Work required: Put each of the lines below into a JSON list of strings, one string per line, and omit any blank lines.

Materials provided:
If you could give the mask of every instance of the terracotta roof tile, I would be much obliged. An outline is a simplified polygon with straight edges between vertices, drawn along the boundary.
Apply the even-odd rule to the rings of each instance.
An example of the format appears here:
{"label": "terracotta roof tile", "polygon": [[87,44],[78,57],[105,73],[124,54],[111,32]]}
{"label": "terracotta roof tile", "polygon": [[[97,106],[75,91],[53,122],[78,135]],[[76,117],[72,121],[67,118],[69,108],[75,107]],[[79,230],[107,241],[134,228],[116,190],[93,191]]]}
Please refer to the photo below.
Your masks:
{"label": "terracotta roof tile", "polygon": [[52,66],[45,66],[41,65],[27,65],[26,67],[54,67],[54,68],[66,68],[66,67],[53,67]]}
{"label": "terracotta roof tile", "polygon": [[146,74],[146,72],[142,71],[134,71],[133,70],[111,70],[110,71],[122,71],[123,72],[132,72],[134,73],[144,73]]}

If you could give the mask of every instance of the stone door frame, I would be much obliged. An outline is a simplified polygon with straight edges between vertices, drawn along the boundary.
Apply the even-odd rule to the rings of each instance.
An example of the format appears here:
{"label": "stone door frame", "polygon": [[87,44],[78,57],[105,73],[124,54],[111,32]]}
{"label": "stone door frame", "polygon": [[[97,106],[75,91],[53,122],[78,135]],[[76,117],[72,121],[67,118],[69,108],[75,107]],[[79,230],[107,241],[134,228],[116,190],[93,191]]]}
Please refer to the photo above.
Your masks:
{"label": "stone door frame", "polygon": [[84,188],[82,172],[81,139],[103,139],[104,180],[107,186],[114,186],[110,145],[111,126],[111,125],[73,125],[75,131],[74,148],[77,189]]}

Answer to this task:
[
  "If you could give the mask of every instance of the terracotta roof tile, I would be much obliged. An outline is a simplified polygon with straight edges between vertices, drawn along the boundary.",
  "Apply the even-odd rule to the rings of each instance.",
  "An example of the format appears here:",
  "{\"label\": \"terracotta roof tile\", \"polygon\": [[87,44],[78,57],[105,73],[124,54],[111,32]]}",
  "{\"label\": \"terracotta roof tile\", \"polygon\": [[[97,106],[75,91],[53,122],[78,135]],[[76,117],[72,121],[67,118],[69,108],[75,107]],[[79,230],[107,241],[134,228],[116,190],[93,191]]]}",
  "Please refer to the photo below.",
  "Your masks:",
  "{\"label\": \"terracotta roof tile\", \"polygon\": [[52,66],[45,66],[41,65],[27,65],[26,67],[54,67],[54,68],[66,68],[66,67],[53,67]]}",
  "{\"label\": \"terracotta roof tile\", \"polygon\": [[146,74],[146,72],[142,71],[134,71],[133,70],[111,70],[110,71],[122,71],[123,72],[132,72],[134,73],[144,73]]}",
  "If you could give the mask of every instance of the stone door frame, I would be much obliged. An outline is a simplified polygon with straight edges between vertices, drawn along the boundary.",
  "Apply the even-odd rule to the rings of each instance.",
  "An example of the format appears here:",
  "{\"label\": \"stone door frame\", \"polygon\": [[87,44],[78,57],[105,73],[124,54],[111,32]]}",
  "{\"label\": \"stone door frame\", \"polygon\": [[[97,106],[75,91],[53,122],[78,135]],[[76,117],[72,121],[67,118],[69,108],[75,107]],[[79,230],[107,241],[134,228],[116,190],[93,191]]]}",
  "Please refer to the photo above.",
  "Your masks:",
  "{\"label\": \"stone door frame\", \"polygon\": [[84,188],[82,172],[81,139],[103,139],[104,180],[107,186],[114,186],[110,145],[111,126],[111,125],[73,125],[75,131],[74,148],[77,189]]}"
]